[Excerpt from a dataset]
=-=-=
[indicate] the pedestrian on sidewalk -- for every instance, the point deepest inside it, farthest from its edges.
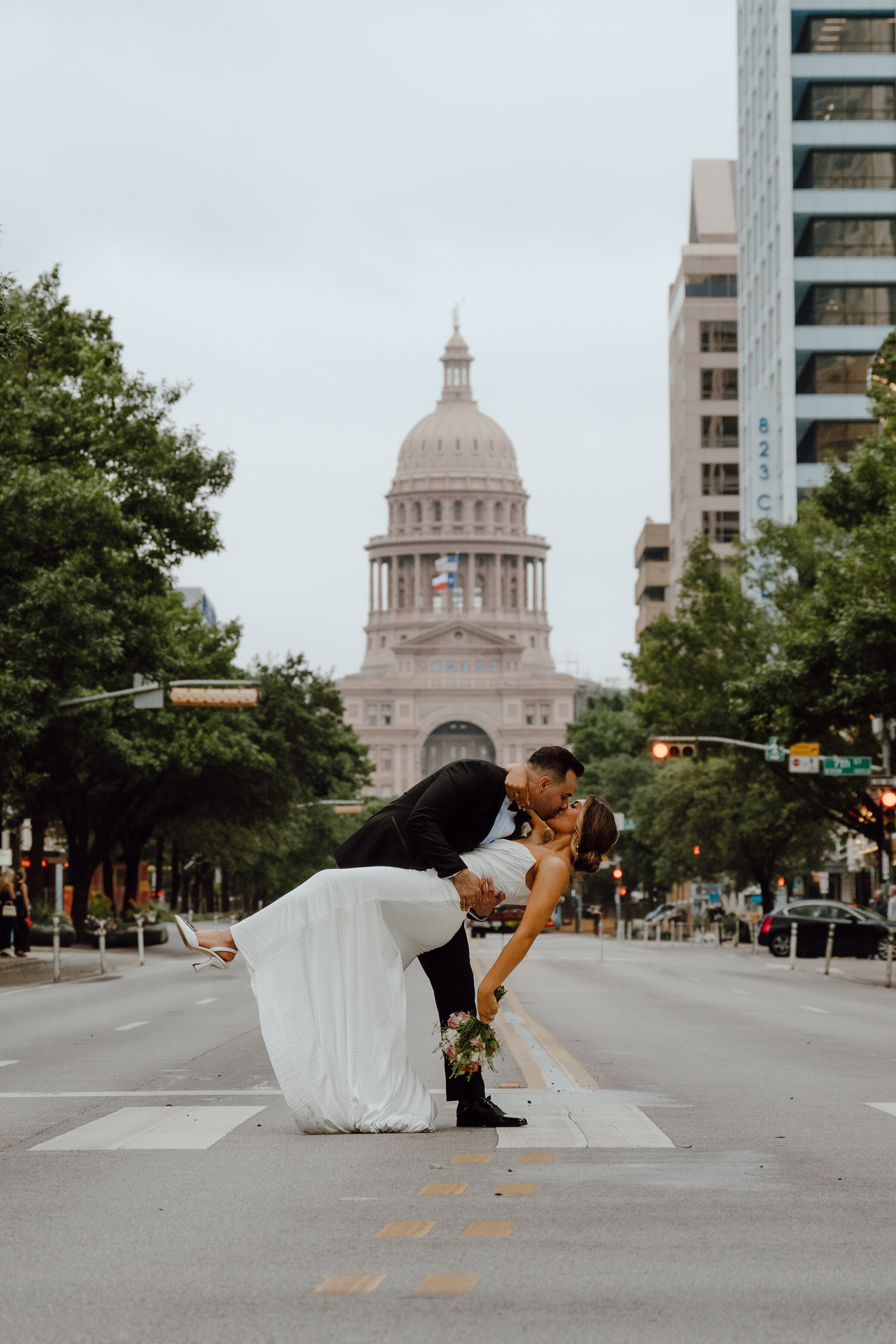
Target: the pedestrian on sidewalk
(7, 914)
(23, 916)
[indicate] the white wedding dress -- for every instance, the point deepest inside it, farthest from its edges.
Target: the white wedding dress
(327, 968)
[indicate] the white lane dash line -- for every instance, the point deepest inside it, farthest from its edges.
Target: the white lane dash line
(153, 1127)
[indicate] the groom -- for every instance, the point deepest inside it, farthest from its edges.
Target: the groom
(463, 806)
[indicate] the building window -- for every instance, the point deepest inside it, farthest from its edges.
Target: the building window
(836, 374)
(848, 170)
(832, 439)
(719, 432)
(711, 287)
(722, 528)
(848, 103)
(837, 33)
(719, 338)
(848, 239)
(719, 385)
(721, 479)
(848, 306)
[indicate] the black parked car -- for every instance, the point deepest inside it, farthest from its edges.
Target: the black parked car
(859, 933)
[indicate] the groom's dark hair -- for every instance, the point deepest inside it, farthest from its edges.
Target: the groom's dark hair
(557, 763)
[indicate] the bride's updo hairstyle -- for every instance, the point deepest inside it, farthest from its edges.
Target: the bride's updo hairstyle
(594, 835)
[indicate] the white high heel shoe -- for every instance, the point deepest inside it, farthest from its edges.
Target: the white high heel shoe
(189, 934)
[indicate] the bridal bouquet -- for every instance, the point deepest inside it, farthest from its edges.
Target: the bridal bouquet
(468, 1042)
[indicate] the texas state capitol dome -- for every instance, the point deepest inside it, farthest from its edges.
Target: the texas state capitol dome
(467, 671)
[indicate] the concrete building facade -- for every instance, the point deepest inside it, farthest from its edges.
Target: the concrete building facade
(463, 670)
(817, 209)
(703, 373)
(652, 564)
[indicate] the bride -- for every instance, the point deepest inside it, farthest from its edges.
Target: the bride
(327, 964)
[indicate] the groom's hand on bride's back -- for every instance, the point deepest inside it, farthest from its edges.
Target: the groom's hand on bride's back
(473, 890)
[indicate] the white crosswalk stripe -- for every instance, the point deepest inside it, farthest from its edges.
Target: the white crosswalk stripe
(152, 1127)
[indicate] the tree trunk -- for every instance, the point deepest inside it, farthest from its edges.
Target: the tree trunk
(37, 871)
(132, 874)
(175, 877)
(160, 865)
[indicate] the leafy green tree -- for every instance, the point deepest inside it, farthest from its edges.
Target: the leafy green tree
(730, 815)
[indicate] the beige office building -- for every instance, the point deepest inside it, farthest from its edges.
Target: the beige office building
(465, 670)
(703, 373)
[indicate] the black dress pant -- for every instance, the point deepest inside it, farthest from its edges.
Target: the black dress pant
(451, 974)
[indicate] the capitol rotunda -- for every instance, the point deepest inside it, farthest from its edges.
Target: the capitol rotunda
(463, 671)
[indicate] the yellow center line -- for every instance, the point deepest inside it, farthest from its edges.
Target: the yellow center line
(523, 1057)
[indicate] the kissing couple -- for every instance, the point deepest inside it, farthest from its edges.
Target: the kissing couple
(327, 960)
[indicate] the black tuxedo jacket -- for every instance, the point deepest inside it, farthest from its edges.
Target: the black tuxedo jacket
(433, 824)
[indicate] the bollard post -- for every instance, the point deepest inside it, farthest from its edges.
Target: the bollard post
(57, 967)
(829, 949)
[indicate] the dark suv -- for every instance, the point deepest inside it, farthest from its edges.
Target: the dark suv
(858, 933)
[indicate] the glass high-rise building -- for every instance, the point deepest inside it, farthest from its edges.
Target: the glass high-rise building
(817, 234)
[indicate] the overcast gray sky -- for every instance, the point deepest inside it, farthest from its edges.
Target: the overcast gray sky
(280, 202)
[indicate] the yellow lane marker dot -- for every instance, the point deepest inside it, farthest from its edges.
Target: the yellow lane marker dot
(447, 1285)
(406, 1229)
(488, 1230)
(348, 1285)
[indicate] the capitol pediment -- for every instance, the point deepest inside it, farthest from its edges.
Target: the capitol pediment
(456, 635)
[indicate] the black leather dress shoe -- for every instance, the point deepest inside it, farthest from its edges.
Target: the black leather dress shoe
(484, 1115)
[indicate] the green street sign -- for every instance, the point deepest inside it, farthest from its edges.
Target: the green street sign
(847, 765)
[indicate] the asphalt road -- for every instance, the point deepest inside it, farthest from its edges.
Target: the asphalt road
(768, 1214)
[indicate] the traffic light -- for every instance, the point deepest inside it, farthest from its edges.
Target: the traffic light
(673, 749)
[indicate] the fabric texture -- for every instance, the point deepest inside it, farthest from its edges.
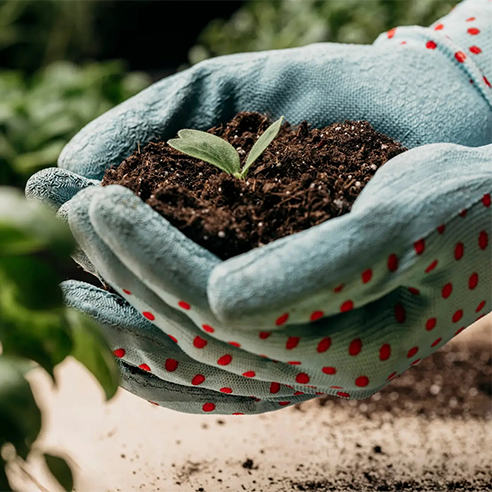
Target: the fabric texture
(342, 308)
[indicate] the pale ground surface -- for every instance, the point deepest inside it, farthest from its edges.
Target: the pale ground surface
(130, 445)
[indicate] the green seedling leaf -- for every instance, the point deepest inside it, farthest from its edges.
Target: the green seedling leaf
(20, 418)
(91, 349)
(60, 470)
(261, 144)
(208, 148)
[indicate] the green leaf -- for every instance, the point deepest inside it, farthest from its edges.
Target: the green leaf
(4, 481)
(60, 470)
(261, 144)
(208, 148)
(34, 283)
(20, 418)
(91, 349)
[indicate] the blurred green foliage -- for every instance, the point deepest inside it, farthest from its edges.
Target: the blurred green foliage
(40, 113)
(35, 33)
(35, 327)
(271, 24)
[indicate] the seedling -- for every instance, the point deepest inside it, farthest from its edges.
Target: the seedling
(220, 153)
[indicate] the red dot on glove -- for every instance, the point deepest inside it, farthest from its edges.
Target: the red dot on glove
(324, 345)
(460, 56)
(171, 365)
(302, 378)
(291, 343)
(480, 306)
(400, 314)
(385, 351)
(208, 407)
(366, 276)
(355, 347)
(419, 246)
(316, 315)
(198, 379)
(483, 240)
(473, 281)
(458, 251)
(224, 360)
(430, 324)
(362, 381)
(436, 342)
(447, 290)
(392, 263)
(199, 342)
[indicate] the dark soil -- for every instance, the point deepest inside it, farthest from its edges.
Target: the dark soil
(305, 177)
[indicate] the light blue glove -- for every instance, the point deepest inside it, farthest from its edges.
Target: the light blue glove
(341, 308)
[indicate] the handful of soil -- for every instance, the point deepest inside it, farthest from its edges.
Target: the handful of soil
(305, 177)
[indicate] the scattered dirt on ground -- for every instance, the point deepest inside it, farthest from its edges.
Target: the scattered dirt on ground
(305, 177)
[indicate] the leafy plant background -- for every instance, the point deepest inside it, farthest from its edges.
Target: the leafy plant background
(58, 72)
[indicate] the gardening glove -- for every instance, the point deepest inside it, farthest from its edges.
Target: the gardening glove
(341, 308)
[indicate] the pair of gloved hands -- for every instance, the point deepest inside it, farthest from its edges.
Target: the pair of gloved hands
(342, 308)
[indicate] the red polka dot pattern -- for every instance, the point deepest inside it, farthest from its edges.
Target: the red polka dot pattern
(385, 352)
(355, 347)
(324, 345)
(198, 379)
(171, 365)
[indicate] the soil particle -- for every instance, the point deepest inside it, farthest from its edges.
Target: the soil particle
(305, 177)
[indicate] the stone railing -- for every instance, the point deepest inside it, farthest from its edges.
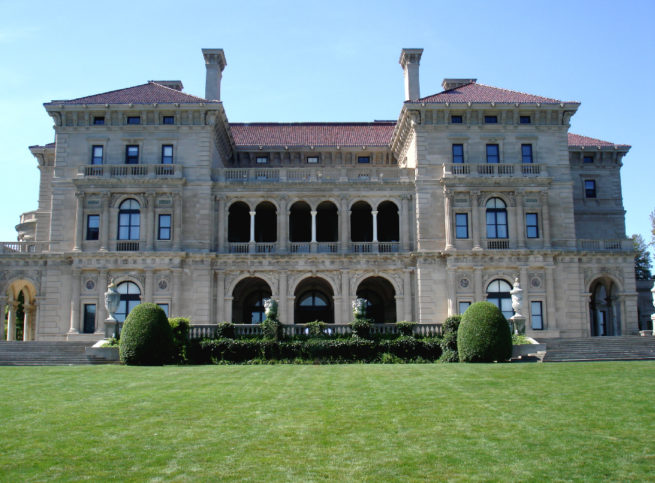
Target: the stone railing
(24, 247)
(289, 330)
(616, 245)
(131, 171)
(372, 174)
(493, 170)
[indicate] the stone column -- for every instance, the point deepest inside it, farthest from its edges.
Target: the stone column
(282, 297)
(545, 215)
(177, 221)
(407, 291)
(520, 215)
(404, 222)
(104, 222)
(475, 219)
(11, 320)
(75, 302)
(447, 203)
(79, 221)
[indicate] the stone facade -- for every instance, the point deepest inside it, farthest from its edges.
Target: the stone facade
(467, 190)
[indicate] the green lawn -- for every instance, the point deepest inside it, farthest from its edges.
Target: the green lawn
=-=-=
What is required
Set each line of the records down exactly, leaving every picture out.

Expected answer
[indicate] the pedestrian on sidewalk -- for every instance, the point deepest inside it, farthest from its edges.
Target: the pedestrian on sidewalk
(7, 914)
(23, 916)
[indicate] the white wedding dress -- for every instance, the point deepest inside it, farthest from its edges.
Target: the white wedding dress
(327, 968)
[indicate] the white lane dash line -- for every instance, the point deepest inside it, farthest from its edges.
Target: the white lane dash line
(153, 1127)
[indicate] the groom -- for every instance, the point deepest inside it, farthest from its edges.
Target: the groom
(463, 806)
[indicate] the building window -- for every instance, the point deepest inside it, farthest from its edges.
Target: the building window
(836, 374)
(848, 170)
(832, 439)
(719, 432)
(711, 287)
(722, 528)
(848, 103)
(837, 33)
(719, 338)
(848, 239)
(719, 385)
(721, 479)
(848, 306)
[indicate] the black parked car -- for every instance, the point deepest inside it, farthest from its edges.
Target: the black parked car
(859, 933)
[indicate] the groom's dark hair -- for every instance, the point deepest inside it, farthest from its edges.
Target: the groom's dark hair
(557, 763)
[indicate] the bride's updo hairstyle -- for every instance, the point deepest inside it, farthest from its edges.
Target: the bride's updo hairstyle
(594, 835)
[indicate] the white high heel shoe -- for every instance, the point deepest inside it, farthest from its edges.
Target: the white high heel shoe
(189, 934)
[indicate] the bridal bouquet -- for every instance, the point deepest inside it, farthest from its edges.
Target: the bridal bouquet
(468, 1042)
[indicate] the texas state capitol dome -- for every instance, the point deepest inside it, farthest from its edges.
Target: the texas state capitol dome
(467, 671)
[indicate] the concrete building facade -- for every instance, the point deepest inside it, farthest from its edges.
Target: the concrete building facade
(463, 670)
(817, 209)
(703, 373)
(652, 564)
[indicate] the bride -- for every instance, the point deepest inside it, farthest from its edges.
Target: the bride
(327, 964)
[indicate] the groom's hand on bride's back -- for every instance, the point deepest inside it, farthest from its edges.
Target: the groom's hand on bride's back
(473, 890)
[indicate] the white crosswalk stripe -- for every instance, the point deepest inside it, farthest from its edges.
Target: the white crosswalk stripe
(152, 1127)
[indicate] the tree trunk -- for every instance, the point deepest inside it, farthest from its edges.
Target: the tree trunk
(37, 871)
(132, 874)
(175, 877)
(160, 865)
[indicate] the leafy green tree -- for every instance, the point deepest inside it, farthest from its edges.
Target: the leafy green tree
(730, 815)
[indicate] the beige office building -- for every instance, the point deepest inside it, farthest from its edges.
Target: the beige office building
(465, 670)
(703, 373)
[indicate] the black dress pant -- for every instance, the point deepest inside it, farthest from its edges.
Target: the black dress pant
(451, 974)
[indicate] the capitol rotunda -- for every instance, the point deepest inside it, farthest from its edges.
Target: the capitol rotunda
(463, 671)
[indicate] the yellow center line -- for every instance, the point deepest inside it, farthest from its edges.
Target: the yellow center line
(523, 1057)
[indicate] the kissing couple -- for every instance, the point deepest inside it, farthest from its edges.
Target: the kissing couple
(327, 960)
[indicate] the black tuxedo jacket -- for every instance, the point deepest inside it, farthest from its edges.
Target: the black tuxedo jacket
(433, 824)
[indicate] the bollard post -- for every instance, the point deepest inside it, farthest from its edges.
Target: the bollard post
(57, 967)
(829, 949)
[indicate] the dark suv -- for every instance, the point deepest inside it, farthest from its edges.
Target: the dark suv
(858, 933)
[indicate] the glass high-rise building -- for every instance, the point deepest inside it, farthest from its edges.
Target: the glass high-rise building
(817, 234)
[indicate] the overcast gray sky -- for every instance, the point deepest inside it, farthest from its edges.
Target: the overcast gray sky
(280, 202)
[indicate] the yellow lane marker dot -- for every instance, the point deepest inside it, farthest from its edges.
Target: the yellow lane marker dot
(447, 1285)
(406, 1229)
(488, 1230)
(348, 1285)
[indicate] the capitol pediment -- for every instance, the point deepest inside it, farthest from its edges.
Target: the capitol pediment
(456, 635)
[indicate] the black leather dress shoe -- for every instance, the point deepest inside it, farthest from its edges.
Target: the black leather dress shoe
(484, 1115)
[indicate] the green street sign -- for every instance, the point deepest inside it, farthest from its edges.
Target: the green street sign
(847, 765)
[indicate] the asphalt road -- for every instance, the point deepest inside it, farthest from its edges.
Target: the asphalt road
(768, 1214)
[indicate] the traffic light -- for every instance, the point deepest inside it, farthest from its edges.
Target: the traffic light
(673, 749)
[indicate] the fabric texture -- for every instance, the point deepest inside it, farthest from its edges.
Target: the fabric texture
(342, 308)
[indicate] the pale ground surface -- for every instance, the point deepest inside it, farthest from its edges.
Target: the pale ground surface
(130, 445)
[indicate] the green seedling leaf -- for every instance, the point deepest inside it, farthest from its edges.
Target: the green seedling leaf
(20, 418)
(91, 349)
(60, 470)
(261, 144)
(208, 148)
[indicate] the green leaf -- for every instance, the point deepest inside it, farthest from its edges.
Target: the green leaf
(4, 481)
(60, 470)
(261, 144)
(208, 148)
(34, 283)
(20, 418)
(91, 349)
[indicate] the blurred green foliage -- for every instance, the point deepest inside it, farthest from its edges.
Target: the blurred green foliage
(40, 113)
(35, 33)
(35, 327)
(271, 24)
[indicate] the seedling -- for every instance, the point deepest inside it, farthest from its edges.
Target: the seedling
(220, 153)
[indicate] the red dot on glove -- for every instance, the point deepest inside it, farthest from its edges.
Target: the red dot on glove
(324, 345)
(460, 56)
(171, 365)
(302, 378)
(291, 343)
(480, 306)
(400, 314)
(385, 351)
(208, 407)
(366, 276)
(355, 347)
(419, 246)
(316, 315)
(198, 379)
(483, 240)
(473, 281)
(458, 251)
(224, 360)
(430, 324)
(362, 381)
(436, 342)
(447, 290)
(392, 263)
(199, 342)
[indicate] the dark soil -- for every instance, the point deepest inside it, farthest from its edges.
Target: the dark soil
(305, 177)
[indicate] the light blue glove -- for every instance, the point deepest inside it, farthest from its edges.
Target: the light blue glove
(341, 308)
[indicate] the handful of soil -- for every instance, the point deepest inside it, farthest from its edges.
Target: the handful of soil
(305, 177)
[indicate] the scattered dirt on ground -- for every instance, the point deepest inside it, farthest from its edges.
Target: the scattered dirt on ground
(305, 177)
[indicate] the leafy plant background -- for every instance, the point deepest inside it, farthest from its edges.
Target: the leafy plant background
(58, 72)
[indicate] the gardening glove -- for every instance, the point deepest inside it, farthest from its edges.
Target: the gardening glove
(341, 308)
[indicate] the pair of gloved hands -- for every instance, the point deepest inside it, farthest from its edges.
Target: the pair of gloved hands
(342, 308)
[indicate] the red polka dot pattern -- for every instance, the point deepest inside it, farthest from its edges.
Target: the red polka dot pattern
(385, 352)
(355, 347)
(324, 345)
(198, 379)
(171, 365)
[indicate] the soil particle -- for every instance, the point deepest inside it, farthest from its edges.
Target: the soil particle
(305, 177)
[indicate] the stone railing -- for every instance, the point deepest inside it, farthest from its edges.
Target: the stone railing
(24, 247)
(289, 330)
(616, 245)
(131, 171)
(372, 174)
(493, 170)
[indicate] the stone column -- for every instance, the point deepest inside it, farthest from its edges.
Target: the stone column
(282, 297)
(545, 215)
(177, 221)
(407, 291)
(520, 215)
(404, 222)
(104, 222)
(475, 219)
(11, 320)
(75, 302)
(447, 203)
(79, 221)
[indicate] the stone facade -- for every instance, the point deepest inside it, farthest from its edges.
Target: the stone facade
(467, 190)
[indicate] the green lawn -- for every instance, the point deepest inside it, farthest from its edges.
Target: the green lawn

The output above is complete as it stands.